**FUENTE**.
Dicen que la distancia es el olvido. La distancia y el tiempo, ese fuego que se traga los lugares y desvanece los sueños. Los hombres –menos mal– nos rebelamos contra la tiranía de las ciudades y, de vez en cuando, recordamos. Basta con el sabor de una magdalena o con las notas de una canción para tirar del hilo y poner caras a los lugares o banderas sobre las huellas de nuestros vagabundeo­s.

UN ARQUITECTO...

En esa ciudad de la China del Este murió en 1931 un arquitecto madrileño, Abelardo Lafuente García-Rojo, artífice de la rehabilita­ción del hotel Majestic, que, en los años veinte del pasado siglo, hospedó a todo aquel que pasaba por Shanghái con los bolsillos llenos, como las estrellas de cine Douglas Fairbanks y Mary Pickford o el mismísimo General Rojo, Chiang Kai-shek, quien se casó allí con Soong Mei-ling. Lafuente llegó a la ciudad desde Filipinas, y no tardó en rociar de sangre española ese jardín del Lejano Oriente: un arco neomorisco por aquí, la sala de baile en el hotel Astor por allá… A la vista de todos, la fachada de la Star Garage Company nos recuerda todavía hoy que españoles por el mundo los ha habido siempre y que nuestro carácter es una mezcla de audacia y templada inconscien­cia.

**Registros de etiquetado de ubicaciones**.

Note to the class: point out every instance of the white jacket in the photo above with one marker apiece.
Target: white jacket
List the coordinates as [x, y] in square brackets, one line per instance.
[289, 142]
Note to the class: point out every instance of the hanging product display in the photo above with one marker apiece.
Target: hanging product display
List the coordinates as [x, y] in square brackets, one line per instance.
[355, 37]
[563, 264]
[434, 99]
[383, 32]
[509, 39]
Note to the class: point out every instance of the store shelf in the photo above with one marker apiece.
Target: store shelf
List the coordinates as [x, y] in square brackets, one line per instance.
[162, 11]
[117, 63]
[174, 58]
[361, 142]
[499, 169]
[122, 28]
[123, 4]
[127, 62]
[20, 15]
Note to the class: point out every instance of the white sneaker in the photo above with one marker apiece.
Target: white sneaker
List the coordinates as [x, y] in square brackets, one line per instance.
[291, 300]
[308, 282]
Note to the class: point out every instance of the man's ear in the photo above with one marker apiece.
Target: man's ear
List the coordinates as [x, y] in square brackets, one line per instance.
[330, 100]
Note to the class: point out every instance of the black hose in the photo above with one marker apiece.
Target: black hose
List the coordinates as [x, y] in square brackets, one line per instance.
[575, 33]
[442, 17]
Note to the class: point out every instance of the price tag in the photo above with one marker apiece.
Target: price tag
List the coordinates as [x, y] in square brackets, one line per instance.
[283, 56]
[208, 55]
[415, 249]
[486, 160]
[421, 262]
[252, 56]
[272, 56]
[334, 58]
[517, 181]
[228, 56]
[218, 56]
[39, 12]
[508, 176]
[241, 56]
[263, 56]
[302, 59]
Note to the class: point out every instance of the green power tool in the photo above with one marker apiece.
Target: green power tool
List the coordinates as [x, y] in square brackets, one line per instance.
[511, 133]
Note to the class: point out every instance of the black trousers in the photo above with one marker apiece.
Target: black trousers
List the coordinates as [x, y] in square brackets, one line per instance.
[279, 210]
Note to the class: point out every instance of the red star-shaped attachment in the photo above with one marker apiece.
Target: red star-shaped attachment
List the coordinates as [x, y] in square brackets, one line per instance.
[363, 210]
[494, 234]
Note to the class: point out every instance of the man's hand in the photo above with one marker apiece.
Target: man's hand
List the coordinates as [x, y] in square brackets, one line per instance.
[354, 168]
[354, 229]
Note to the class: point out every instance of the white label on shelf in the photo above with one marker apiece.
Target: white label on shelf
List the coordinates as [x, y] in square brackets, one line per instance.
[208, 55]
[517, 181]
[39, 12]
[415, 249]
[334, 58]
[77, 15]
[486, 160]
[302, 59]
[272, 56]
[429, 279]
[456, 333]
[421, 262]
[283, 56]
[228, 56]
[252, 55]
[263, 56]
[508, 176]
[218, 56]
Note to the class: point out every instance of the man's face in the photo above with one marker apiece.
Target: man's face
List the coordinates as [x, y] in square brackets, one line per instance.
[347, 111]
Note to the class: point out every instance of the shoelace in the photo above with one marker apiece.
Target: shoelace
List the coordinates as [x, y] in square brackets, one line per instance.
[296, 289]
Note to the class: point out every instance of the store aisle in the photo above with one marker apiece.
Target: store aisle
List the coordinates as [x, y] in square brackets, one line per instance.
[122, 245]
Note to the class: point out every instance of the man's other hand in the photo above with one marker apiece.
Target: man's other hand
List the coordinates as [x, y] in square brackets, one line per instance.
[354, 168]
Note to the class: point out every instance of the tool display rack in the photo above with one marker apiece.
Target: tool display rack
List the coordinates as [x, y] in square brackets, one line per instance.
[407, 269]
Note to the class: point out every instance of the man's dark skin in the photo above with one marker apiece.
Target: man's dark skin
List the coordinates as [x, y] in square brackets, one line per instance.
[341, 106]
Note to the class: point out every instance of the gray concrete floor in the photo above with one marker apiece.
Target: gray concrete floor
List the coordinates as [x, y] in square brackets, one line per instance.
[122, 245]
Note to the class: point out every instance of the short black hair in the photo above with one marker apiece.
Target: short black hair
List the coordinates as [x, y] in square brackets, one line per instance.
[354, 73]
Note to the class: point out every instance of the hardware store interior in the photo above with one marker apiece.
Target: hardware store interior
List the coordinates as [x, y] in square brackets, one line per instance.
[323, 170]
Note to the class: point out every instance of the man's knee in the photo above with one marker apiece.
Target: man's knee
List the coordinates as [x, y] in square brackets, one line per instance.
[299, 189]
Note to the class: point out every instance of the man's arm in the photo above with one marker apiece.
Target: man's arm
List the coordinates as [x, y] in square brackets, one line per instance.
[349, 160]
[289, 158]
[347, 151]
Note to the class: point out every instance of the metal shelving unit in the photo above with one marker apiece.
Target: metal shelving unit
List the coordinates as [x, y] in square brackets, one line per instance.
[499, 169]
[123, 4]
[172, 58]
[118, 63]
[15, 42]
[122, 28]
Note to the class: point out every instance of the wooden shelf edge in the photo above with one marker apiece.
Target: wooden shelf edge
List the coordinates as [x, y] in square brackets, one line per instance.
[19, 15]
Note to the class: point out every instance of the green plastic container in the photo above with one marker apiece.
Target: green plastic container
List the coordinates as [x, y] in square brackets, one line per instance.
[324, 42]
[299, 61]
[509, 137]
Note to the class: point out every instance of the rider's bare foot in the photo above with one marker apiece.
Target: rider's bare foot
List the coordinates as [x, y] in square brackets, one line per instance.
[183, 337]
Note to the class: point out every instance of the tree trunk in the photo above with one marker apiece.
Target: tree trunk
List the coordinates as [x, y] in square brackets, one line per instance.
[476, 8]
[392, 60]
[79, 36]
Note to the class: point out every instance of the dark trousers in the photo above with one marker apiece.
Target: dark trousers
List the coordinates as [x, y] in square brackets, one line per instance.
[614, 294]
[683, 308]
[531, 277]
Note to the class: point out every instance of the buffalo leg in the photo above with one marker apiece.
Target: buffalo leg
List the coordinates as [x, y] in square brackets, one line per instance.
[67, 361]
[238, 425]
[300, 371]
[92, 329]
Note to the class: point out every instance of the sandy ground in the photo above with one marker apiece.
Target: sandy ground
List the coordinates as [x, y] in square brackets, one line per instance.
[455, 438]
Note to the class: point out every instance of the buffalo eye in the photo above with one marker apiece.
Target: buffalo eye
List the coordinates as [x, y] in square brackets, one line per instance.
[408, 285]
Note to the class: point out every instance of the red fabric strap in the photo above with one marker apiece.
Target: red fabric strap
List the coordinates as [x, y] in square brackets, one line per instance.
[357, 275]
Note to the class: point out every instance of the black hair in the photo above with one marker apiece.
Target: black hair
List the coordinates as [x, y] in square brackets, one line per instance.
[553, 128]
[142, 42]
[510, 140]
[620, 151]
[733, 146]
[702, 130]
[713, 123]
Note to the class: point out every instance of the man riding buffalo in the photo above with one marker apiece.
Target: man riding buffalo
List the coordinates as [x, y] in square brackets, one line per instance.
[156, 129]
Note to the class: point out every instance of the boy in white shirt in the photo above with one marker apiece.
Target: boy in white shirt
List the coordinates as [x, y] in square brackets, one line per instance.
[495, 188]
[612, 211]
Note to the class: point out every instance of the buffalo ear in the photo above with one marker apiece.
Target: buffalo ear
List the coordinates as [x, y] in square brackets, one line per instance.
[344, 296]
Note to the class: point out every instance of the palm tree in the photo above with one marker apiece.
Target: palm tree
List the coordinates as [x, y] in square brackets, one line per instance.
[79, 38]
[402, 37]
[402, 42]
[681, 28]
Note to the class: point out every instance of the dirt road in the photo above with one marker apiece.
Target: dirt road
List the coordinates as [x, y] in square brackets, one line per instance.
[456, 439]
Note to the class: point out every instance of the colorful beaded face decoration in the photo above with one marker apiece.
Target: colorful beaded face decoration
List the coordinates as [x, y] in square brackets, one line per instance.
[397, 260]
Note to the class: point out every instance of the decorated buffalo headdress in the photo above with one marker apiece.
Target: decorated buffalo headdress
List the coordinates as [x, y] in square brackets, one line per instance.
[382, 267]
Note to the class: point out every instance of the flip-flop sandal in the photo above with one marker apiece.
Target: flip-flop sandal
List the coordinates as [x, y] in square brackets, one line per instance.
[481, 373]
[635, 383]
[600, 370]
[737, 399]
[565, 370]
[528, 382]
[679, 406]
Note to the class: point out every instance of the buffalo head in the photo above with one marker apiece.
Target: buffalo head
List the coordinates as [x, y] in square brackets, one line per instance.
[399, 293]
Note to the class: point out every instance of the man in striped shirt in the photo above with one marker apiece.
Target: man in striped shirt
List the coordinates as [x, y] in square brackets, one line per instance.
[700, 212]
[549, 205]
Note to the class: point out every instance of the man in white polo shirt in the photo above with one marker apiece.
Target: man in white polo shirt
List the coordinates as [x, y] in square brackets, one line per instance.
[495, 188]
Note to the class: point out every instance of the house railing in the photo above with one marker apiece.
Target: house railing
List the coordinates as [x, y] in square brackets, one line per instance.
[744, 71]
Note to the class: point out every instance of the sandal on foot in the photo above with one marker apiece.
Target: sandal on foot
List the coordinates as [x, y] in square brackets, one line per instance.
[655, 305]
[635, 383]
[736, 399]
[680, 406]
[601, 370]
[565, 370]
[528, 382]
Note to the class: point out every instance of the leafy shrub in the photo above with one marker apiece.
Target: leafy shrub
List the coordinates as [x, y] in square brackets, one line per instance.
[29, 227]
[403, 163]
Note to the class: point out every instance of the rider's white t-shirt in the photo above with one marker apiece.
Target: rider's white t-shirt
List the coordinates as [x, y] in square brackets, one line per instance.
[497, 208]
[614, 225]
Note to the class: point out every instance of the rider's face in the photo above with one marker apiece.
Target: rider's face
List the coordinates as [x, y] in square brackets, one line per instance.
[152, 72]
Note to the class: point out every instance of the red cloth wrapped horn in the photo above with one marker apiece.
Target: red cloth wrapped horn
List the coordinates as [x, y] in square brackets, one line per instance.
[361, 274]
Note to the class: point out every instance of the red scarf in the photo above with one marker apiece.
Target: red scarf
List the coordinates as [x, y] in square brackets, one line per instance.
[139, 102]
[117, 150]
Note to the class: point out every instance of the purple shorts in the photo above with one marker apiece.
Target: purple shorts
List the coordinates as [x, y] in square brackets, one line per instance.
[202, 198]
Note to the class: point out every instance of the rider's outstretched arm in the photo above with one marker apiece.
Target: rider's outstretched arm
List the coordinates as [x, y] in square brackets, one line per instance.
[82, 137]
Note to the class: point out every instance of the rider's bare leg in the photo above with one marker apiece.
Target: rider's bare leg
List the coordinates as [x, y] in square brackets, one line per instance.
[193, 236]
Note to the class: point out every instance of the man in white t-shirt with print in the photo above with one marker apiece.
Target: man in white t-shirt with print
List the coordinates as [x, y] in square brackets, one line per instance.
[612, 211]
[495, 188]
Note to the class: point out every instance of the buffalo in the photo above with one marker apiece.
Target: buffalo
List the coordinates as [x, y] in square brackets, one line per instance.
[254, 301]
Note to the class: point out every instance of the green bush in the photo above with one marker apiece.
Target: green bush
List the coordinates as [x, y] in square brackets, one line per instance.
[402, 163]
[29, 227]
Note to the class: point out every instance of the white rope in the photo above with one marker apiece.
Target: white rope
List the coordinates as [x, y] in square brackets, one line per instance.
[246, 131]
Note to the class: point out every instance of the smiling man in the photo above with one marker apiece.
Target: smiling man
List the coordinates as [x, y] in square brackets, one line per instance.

**TRABAJO POR HACER**.
a – Reproduce sin cambios el fragmento del texto sobre Lafuente que empieza en las palabras "En esa ciudad" y termina tras las palabras "y templada inconscien­cia.".
b – Responde con datos del texto sobre Lafuente:
(i) Según el primer párrafo, ¿qué dicen que es la distancia?
(ii) ¿En qué año murió Abelardo Lafuente?
(iii) ¿Con quién se casó Chiang Kai-shek en el hotel Majestic?

**RESPUESTAS ESCRITAS**.
a –
En esa ciudad de la China del Este murió en 1931 un arquitecto madrileño, Abelardo Lafuente García-Rojo, artífice de la rehabilita­ción del hotel Majestic, que, en los años veinte del pasado siglo, hospedó a todo aquel que pasaba por Shanghái con los bolsillos llenos, como las estrellas de cine Douglas Fairbanks y Mary Pickford o el mismísimo General Rojo, Chiang Kai-shek, quien se casó allí con Soong Mei-ling. Lafuente llegó a la ciudad desde Filipinas, y no tardó en rociar de sangre española ese jardín del Lejano Oriente: un arco neomorisco por aquí, la sala de baile en el hotel Astor por allá… A la vista de todos, la fachada de la Star Garage Company nos recuerda todavía hoy que españoles por el mundo los ha habido siempre y que nuestro carácter es una mezcla de audacia y templada inconscien­cia.

b –
(i) El olvido.
(ii) En 1931.
(iii) Con Soong Mei-ling.